• [WHAT NEEDS TO BE DONE]:
From the line with "Locate every instance of the green siding" through the final line, transcribe the material below character for character; include no other lines.

• [Stored items]:
= = = = = = =

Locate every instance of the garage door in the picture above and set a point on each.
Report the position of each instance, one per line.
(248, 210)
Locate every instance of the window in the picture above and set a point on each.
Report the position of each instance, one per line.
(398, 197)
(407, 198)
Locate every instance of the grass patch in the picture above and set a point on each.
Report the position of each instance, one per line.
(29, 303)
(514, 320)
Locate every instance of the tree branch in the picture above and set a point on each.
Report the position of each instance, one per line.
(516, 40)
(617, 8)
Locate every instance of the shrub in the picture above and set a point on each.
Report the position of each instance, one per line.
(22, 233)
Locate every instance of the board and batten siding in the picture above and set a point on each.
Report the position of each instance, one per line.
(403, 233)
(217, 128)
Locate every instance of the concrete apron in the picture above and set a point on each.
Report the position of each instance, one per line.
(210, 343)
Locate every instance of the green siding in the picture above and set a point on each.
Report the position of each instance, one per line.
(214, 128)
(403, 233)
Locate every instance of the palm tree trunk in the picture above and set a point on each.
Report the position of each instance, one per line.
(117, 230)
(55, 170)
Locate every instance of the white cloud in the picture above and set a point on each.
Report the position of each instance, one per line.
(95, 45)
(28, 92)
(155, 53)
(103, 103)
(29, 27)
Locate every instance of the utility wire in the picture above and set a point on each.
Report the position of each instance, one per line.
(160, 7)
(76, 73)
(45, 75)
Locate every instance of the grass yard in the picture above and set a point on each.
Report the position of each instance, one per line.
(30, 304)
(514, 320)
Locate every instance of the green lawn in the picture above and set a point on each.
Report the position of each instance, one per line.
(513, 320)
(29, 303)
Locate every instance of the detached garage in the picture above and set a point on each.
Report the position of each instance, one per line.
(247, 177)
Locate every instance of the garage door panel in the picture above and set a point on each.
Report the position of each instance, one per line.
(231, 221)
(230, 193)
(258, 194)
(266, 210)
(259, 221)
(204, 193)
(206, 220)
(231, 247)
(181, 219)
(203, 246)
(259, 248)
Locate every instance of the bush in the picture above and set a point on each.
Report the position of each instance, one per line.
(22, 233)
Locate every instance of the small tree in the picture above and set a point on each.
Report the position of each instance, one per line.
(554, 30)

= = = = = = =

• [THE RESULT]:
Locate every instance of the green siding in the picture above and set a point on each.
Report the position of each instance, one per line.
(214, 128)
(403, 233)
Locate every instance of the palm tree trunk in the picture above and set a point on each.
Report the position of each instance, one per line.
(117, 230)
(55, 170)
Locate every instance of the white cloud in the picture above and set a point on each.
Report the position of each instance, one per line.
(95, 45)
(28, 92)
(155, 53)
(103, 103)
(29, 27)
Locate every instance of the utility wire in the picture above and set a point on each.
Report the position of each instance, one per line.
(160, 7)
(76, 73)
(45, 75)
Locate every instance of the grass yard in the picture above and set a point on each.
Report the position of each instance, one per line.
(30, 304)
(514, 320)
Locate every instance of the green lawn in the picture above and set a point on each.
Report the position of each instance, one per line.
(513, 320)
(29, 303)
Locate every instance of the detached garage in the picture above and set a point on each.
Report the position of each instance, one per line.
(247, 177)
Locate every instance of the garage door panel in the picture above and set a point on each.
Report the position of each instance, one per line.
(231, 221)
(230, 193)
(258, 194)
(266, 210)
(259, 221)
(204, 193)
(206, 220)
(231, 247)
(181, 219)
(203, 246)
(259, 248)
Locate every instance of the bush in the picture above and set a point on each.
Report the position of each instance, one per line.
(22, 233)
Locate every instance of the small tree in the picture above and set a point on each.
Report the position of each instance, one per line.
(554, 30)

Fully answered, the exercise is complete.